--- Start Extracted material ---
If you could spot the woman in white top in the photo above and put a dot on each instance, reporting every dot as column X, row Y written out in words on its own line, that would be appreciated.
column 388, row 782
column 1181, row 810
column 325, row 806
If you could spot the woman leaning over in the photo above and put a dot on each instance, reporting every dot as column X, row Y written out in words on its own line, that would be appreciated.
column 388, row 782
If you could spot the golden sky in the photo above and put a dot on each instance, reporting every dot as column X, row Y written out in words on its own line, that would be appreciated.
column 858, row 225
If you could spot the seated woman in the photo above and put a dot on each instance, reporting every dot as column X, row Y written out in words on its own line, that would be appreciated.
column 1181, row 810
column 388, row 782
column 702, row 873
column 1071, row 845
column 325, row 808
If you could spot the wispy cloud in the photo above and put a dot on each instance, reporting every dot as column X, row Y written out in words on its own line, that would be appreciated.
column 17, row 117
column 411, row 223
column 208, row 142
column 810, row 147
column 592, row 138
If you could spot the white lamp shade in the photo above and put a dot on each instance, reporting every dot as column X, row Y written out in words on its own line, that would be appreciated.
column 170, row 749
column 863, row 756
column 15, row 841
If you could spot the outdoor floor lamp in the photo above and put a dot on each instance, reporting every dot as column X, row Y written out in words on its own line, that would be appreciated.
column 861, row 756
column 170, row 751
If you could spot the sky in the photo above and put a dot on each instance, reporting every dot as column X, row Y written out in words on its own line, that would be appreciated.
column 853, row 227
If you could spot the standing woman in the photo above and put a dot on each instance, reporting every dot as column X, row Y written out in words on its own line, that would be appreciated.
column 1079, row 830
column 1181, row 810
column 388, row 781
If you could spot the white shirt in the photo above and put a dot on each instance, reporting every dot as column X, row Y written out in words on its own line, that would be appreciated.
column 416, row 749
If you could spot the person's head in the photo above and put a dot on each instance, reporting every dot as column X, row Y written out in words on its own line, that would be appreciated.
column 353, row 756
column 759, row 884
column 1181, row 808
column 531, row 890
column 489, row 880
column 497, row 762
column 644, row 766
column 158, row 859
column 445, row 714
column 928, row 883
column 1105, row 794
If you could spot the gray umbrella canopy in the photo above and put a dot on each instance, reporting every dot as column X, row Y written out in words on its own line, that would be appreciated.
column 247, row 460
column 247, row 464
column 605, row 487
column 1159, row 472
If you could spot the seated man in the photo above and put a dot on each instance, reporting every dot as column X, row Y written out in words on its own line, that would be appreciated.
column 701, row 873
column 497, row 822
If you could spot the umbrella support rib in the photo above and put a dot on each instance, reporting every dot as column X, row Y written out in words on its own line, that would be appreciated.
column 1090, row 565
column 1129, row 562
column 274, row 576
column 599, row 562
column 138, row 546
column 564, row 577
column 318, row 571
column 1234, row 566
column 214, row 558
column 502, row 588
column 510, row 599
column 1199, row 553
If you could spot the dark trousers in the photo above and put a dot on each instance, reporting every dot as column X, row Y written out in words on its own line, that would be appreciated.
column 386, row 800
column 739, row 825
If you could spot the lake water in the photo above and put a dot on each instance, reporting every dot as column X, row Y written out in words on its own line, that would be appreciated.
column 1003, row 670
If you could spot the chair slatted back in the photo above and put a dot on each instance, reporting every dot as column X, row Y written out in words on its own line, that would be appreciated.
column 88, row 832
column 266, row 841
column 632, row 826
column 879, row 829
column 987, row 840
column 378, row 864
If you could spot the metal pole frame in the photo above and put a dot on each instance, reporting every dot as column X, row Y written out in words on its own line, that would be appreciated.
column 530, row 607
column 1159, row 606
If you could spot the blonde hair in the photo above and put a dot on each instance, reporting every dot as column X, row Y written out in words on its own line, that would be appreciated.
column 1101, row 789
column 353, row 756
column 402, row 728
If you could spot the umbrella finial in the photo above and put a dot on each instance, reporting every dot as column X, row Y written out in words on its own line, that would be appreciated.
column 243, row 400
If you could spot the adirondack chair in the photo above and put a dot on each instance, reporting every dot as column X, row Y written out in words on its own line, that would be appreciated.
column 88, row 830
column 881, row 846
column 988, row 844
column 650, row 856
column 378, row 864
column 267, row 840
--- End Extracted material ---
Rewrite the part of the records that opens with the line containing "If you could spot the dark" and closes with the line containing "column 1003, row 670", replacing "lake water" with "calm water" and leaving everything else the same.

If you could spot the dark trousers in the photo above and put a dot on each instance, reporting every dot as column X, row Y written out in words on its own line, that would be appreciated.
column 386, row 800
column 739, row 825
If you could spot the calm water in the photo above and put a dot on each instance, reporting every dot as column X, row Y written out in words on its own line, that would be appreciated.
column 1003, row 670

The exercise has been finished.